• PAGE TEXT
────────────────────
But paisley outs. Stretching into dawn,
he shakes off hard history like dew,
and noses, bee-soft, into day.

PS Cottier

Not a pitbull. Not paisley.

This is an old poem, which first appeared in my chapbook Quick bright things: Poems of fantasy and myth (Ginninderra Press, 2016). The dog in the picture was only six back then; now she’s nearer to fifteen.

The poem touches on myths about pitbulls, which can be as affectionate and gentle as any other breed of dog.

Reviews and sniffer dogs

November 18, 2024

The Thirty-One Legs of Vladimir Putin has attracted some thoughtful and positive reviews.

Firstly at Compulsive Reader, where Magdalena Ball wrote the first review of the book. She calls it ‘quirky and strangely haunting’. Secondly, at The Australian. This one is behind a paywall, but the reviewer, Jack Marx, uses phrases like ‘so unusually brilliant’ and states that ‘There is not a bad chapter in The Thirty-One Legs of Vladimir Putin, and a delight of some sort – usually many – on every page.’ It’s enough to make an author blush! Seriously.

In other news, a poem I entered in The Thunderbolt Prize for Crime Writing was commended, which is great. I am working on a short manuscript about dogs, and the poem was about sniffer dogs. You can read the winners here. And here is my poem. And a dog.

Ardent nose

We sniff our way through violence,
the dropped hat or jeans removed,
splatters on grass, the blood-crumbs,
we call them among ourselves.
Some of us disinter computers containing
hidden quests for poisonous feasts.
Here a soupçon of arsenic, there
a sprinkle of fentanyl, adding spice,
designed to remove a troublesome life.
────────────────────
• YOUR OBJECTIVE
Reproduce the blog post word for word, between "Reviews and sniffer dogs" and "author blush! Seriously.", inclusive.
────────────────────
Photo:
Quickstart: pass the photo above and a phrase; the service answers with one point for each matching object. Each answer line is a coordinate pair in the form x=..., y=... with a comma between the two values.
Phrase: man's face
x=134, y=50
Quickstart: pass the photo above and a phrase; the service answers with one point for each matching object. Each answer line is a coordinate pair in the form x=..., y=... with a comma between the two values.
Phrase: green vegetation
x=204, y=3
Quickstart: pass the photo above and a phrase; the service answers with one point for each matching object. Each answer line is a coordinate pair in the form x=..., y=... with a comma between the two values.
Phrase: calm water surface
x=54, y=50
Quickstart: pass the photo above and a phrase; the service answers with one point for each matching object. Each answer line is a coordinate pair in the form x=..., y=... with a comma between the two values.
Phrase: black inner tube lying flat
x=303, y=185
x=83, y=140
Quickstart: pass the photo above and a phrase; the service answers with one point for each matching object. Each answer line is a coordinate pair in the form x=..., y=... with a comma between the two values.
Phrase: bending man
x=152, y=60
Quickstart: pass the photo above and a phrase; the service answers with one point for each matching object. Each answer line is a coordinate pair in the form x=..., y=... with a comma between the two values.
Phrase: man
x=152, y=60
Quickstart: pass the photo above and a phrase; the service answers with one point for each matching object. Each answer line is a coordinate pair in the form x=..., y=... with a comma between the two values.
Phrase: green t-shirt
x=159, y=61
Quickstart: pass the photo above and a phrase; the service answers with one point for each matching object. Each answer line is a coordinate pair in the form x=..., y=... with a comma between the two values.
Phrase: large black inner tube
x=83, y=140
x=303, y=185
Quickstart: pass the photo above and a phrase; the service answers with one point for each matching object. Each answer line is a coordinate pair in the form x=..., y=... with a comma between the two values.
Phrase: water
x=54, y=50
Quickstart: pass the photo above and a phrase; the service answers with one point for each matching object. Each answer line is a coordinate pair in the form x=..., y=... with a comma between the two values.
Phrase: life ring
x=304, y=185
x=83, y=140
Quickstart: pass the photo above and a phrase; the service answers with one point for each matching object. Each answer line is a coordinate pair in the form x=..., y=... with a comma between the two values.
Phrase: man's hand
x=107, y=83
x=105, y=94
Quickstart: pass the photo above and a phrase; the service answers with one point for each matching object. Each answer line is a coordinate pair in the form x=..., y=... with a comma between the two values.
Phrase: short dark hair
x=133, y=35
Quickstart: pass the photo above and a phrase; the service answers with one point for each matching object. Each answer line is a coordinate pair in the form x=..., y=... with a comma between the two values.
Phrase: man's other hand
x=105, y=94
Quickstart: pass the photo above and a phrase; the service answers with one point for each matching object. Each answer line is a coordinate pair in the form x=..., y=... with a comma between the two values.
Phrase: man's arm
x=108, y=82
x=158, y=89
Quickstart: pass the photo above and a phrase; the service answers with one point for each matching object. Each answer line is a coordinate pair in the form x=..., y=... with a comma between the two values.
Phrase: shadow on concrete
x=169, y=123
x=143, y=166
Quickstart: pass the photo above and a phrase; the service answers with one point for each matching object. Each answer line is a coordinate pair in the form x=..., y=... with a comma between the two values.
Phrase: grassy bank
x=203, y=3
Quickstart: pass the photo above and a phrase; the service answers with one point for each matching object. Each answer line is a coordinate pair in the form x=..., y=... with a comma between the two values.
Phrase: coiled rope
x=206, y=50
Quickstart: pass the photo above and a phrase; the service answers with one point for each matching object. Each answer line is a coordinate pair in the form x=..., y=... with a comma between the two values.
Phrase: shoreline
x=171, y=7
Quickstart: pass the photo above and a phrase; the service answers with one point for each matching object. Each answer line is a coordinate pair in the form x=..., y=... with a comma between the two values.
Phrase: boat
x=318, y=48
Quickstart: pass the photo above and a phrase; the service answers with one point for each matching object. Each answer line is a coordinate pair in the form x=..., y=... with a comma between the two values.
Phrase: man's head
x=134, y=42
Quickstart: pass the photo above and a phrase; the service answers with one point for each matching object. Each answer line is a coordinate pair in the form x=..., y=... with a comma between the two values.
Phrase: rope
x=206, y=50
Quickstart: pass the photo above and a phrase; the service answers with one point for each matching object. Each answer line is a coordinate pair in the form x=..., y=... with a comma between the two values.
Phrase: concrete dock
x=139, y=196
────────────────────
• ANSWER TO THE EXERCISE
Reviews and sniffer dogs

November 18, 2024

The Thirty-One Legs of Vladimir Putin has attracted some thoughtful and positive reviews.

Firstly at Compulsive Reader, where Magdalena Ball wrote the first review of the book. She calls it ‘quirky and strangely haunting’. Secondly, at The Australian. This one is behind a paywall, but the reviewer, Jack Marx, uses phrases like ‘so unusually brilliant’ and states that ‘There is not a bad chapter in The Thirty-One Legs of Vladimir Putin, and a delight of some sort – usually many – on every page.’ It’s enough to make an author blush! Seriously.